→ Stated exercise
Everything from the line containing "Note: for each instance of the blue" through the last line of the records must be returned verbatim, and nothing outside that range.

::::

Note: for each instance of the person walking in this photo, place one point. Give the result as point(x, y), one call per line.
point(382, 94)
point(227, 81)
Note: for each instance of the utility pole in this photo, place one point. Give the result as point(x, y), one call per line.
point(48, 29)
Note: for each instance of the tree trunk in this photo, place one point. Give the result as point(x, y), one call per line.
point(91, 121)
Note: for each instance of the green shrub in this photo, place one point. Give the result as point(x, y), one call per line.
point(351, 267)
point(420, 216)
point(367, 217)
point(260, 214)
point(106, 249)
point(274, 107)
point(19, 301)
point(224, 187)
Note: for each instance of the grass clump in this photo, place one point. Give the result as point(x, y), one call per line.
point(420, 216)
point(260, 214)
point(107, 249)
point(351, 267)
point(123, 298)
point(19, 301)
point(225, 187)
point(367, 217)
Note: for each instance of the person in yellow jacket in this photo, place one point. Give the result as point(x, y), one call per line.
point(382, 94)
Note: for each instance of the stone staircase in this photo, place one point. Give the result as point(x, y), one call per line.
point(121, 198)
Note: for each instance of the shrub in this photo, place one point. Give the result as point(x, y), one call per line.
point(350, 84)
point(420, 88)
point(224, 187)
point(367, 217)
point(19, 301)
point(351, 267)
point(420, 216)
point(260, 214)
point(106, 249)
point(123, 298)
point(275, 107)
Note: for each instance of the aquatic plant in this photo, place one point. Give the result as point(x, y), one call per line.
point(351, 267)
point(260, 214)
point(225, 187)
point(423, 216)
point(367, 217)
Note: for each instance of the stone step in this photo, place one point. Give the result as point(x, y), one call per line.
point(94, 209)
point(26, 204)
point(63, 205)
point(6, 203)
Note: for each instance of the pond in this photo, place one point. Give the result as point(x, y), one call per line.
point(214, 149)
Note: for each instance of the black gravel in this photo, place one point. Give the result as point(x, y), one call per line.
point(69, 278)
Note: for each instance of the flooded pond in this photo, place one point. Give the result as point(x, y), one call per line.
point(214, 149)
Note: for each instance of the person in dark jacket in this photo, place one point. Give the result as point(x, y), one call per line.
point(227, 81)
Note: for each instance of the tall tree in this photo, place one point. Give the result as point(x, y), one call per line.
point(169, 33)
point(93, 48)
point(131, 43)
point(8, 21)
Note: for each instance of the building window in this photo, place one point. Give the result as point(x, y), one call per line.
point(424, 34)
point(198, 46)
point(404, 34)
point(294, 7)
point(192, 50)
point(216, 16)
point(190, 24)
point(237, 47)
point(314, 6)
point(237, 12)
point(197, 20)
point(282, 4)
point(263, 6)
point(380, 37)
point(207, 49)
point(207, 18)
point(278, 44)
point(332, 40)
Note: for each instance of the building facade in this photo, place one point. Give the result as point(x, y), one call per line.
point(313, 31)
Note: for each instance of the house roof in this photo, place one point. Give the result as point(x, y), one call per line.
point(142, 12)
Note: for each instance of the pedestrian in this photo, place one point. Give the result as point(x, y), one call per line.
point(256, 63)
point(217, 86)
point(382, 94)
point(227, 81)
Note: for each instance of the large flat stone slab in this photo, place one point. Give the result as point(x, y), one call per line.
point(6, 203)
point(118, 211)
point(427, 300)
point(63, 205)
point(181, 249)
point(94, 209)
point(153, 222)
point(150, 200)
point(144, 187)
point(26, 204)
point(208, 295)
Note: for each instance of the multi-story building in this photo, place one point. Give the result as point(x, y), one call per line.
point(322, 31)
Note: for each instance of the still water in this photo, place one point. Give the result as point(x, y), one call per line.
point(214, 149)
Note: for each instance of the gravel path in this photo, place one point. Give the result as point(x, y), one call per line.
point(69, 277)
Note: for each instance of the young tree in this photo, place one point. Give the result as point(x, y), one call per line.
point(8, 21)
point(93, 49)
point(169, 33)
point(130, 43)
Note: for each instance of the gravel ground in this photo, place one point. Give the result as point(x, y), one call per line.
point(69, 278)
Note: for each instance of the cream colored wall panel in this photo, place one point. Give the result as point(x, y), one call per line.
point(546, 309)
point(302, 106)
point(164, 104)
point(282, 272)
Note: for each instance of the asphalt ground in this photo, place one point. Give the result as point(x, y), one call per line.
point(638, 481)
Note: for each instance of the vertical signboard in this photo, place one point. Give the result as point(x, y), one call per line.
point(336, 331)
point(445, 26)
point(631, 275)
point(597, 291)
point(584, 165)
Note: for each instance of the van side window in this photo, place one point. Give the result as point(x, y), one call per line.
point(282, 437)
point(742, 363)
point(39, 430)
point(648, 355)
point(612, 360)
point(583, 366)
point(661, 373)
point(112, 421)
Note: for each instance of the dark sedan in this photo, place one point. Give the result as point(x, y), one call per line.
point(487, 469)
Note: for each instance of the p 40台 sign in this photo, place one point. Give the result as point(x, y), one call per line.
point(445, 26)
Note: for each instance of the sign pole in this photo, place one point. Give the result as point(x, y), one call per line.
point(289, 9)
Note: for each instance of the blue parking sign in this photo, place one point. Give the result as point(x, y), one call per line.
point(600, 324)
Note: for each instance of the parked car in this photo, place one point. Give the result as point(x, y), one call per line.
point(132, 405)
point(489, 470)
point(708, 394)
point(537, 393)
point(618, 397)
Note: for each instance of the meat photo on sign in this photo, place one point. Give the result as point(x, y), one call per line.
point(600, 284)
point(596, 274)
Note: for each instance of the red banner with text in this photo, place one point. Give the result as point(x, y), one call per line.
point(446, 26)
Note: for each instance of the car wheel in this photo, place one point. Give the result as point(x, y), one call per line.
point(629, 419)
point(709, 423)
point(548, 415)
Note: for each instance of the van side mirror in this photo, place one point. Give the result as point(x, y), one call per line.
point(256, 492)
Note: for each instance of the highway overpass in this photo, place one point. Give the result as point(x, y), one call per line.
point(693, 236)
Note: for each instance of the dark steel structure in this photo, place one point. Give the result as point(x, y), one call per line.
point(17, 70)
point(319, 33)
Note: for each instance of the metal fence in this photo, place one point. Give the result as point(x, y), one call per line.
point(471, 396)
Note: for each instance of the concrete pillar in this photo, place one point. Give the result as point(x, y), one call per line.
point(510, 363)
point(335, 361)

::::

→ Written answer
Note: for each instance of the blue parking sign in this photo, place one point. Give the result as point(x, y), one call per line.
point(600, 324)
Note: for each instance of the parked car in this photo, place one point. Give the result as point(x, y), one call per line.
point(132, 405)
point(489, 470)
point(708, 394)
point(537, 393)
point(618, 397)
Note: for each instance of the meat photo on sign in this photo, place one point. Give the result as point(x, y), one call per line.
point(600, 284)
point(596, 274)
Note: for each instance of the red banner with text in this photo, place one point. Give the result as point(x, y), one call per line.
point(446, 26)
Note: for each instance of the car wheel in this photo, place one point. Give the result as point(x, y), one call per line.
point(629, 419)
point(709, 423)
point(548, 415)
Note: for each instance of the van side mirror in this photo, place one point. Give the result as point(x, y), one call per line.
point(256, 492)
Note: for each instance of the highway overpass in this photo, place one point. Give the result as point(x, y), one call per line.
point(693, 236)
Note: for each instance of the dark steel structure in this photo, place one point. Give the result as point(x, y), one call per line.
point(17, 70)
point(319, 33)
Note: for each instance of the metal fence in this photo, place one point. Give the result as point(x, y), one call per line.
point(471, 396)
Note: for each instance of the concrete pillar in this photo, place one point. Give the result as point(x, y), one call per line.
point(510, 363)
point(335, 361)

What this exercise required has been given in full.